[Saved entries]
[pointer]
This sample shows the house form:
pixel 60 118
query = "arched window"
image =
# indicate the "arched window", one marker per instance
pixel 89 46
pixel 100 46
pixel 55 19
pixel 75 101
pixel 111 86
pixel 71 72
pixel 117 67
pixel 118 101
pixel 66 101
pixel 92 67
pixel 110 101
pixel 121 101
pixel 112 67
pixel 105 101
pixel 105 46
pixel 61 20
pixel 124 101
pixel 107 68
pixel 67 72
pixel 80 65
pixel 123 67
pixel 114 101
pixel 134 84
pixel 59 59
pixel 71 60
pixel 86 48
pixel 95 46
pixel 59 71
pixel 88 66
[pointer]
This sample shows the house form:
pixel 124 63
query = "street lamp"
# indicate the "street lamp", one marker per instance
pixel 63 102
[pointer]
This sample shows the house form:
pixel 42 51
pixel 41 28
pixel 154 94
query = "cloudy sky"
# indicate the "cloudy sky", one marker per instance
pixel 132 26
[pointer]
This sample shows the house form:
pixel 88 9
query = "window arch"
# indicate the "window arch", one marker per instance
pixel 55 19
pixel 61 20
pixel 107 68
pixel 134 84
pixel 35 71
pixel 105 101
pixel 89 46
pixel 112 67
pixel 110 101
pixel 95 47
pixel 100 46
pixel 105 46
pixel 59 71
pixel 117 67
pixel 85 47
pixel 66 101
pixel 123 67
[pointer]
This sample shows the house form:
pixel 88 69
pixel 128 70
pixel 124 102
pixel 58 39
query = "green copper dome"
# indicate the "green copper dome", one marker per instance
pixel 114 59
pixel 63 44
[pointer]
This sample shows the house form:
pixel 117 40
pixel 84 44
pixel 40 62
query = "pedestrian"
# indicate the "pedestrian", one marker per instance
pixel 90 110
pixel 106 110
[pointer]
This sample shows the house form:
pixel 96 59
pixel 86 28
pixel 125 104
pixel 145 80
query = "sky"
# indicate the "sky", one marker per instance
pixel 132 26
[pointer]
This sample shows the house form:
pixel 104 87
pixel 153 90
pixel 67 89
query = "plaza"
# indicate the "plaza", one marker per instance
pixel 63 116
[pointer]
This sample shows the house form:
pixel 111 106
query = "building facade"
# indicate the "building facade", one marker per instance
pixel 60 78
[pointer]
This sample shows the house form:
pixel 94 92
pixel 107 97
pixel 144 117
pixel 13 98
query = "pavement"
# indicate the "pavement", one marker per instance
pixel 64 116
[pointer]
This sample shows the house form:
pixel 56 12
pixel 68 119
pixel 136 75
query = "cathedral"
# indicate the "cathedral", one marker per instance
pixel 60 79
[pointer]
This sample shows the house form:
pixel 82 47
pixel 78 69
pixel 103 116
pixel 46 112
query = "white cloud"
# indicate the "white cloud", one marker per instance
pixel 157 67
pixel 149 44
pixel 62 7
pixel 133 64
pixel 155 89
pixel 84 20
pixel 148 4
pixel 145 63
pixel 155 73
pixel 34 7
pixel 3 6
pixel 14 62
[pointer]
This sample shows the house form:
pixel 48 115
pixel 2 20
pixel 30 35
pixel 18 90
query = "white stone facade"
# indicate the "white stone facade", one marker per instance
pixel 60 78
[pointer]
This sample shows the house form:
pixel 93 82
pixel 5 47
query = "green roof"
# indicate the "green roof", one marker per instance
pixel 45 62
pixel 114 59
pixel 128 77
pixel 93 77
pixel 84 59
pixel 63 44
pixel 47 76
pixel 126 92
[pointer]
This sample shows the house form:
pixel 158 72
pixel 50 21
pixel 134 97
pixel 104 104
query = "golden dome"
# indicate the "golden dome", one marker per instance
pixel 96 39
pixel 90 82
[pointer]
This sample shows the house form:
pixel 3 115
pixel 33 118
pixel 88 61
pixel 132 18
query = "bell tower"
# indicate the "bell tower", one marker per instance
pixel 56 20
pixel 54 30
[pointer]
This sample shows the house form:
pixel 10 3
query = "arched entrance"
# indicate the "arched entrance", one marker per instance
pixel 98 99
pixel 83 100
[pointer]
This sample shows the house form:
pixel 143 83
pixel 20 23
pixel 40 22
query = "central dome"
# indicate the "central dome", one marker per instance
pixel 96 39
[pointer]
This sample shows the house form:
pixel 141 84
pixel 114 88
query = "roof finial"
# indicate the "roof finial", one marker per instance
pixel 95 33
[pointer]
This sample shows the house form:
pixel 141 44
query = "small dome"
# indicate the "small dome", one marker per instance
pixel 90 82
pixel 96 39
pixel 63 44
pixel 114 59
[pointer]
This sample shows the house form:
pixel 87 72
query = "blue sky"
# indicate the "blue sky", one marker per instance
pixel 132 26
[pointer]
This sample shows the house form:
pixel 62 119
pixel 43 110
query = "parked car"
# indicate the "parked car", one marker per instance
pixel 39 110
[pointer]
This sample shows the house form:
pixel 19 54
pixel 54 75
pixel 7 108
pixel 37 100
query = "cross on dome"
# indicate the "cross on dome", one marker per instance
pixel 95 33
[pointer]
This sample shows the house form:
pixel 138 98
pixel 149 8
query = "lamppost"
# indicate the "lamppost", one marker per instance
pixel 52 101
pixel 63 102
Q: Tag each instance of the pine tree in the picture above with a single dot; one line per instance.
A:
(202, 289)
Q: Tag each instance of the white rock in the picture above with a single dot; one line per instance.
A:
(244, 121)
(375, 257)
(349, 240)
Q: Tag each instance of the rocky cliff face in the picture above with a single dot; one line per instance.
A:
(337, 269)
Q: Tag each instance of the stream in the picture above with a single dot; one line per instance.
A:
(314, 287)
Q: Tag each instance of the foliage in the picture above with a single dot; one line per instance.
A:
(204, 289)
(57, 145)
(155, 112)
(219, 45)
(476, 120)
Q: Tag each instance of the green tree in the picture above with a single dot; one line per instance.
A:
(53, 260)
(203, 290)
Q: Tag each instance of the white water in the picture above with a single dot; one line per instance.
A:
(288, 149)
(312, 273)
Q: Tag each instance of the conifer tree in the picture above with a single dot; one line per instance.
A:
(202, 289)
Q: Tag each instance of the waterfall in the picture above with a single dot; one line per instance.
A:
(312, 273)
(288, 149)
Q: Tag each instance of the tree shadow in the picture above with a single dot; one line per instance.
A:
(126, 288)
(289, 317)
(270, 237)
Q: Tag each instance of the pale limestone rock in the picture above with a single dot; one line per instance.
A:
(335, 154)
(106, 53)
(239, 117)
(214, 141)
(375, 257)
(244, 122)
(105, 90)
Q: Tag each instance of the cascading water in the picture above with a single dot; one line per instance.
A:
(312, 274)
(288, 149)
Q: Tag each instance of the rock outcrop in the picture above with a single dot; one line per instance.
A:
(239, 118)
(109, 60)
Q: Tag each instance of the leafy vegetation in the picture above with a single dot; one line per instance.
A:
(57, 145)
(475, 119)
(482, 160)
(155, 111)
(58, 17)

## Assignment
Could you set down, word for word, only the lines above from the line with "Q: Tag each instance of the white rock" to the line with "Q: Tag each instance of the tree", including both?

## Completed task
Q: Tag each instance of the white rock in the picture above with a single dot; one line per instance.
A:
(244, 121)
(375, 257)
(349, 240)
Q: Tag each instance of the rocky cliff face in the picture above with a single dot; one line per instance.
A:
(337, 269)
Q: Tag each instance of the stream in the picture above with a single dot; one line per instance.
A:
(314, 287)
Q: Tag each instance of the foliage in the picture above with a single dot; one line per instance.
A:
(204, 289)
(57, 145)
(155, 112)
(219, 45)
(476, 120)
Q: Tag each instance of the green tree in the picture above with a single dot; one line per instance.
A:
(53, 260)
(203, 290)
Q: Tag each instance of the white water in the picture above with a single dot; one line per instance.
A:
(288, 149)
(312, 273)
Q: Tag each instance of the conifer tree in the picture above with a single dot; one line per instance.
A:
(202, 289)
Q: Tag each instance of the waterfall in the picture above with a single dot; one line per instance.
A:
(312, 273)
(288, 149)
Q: Tag each instance of the tree shadow in the picture above with a single dot; one line per instance.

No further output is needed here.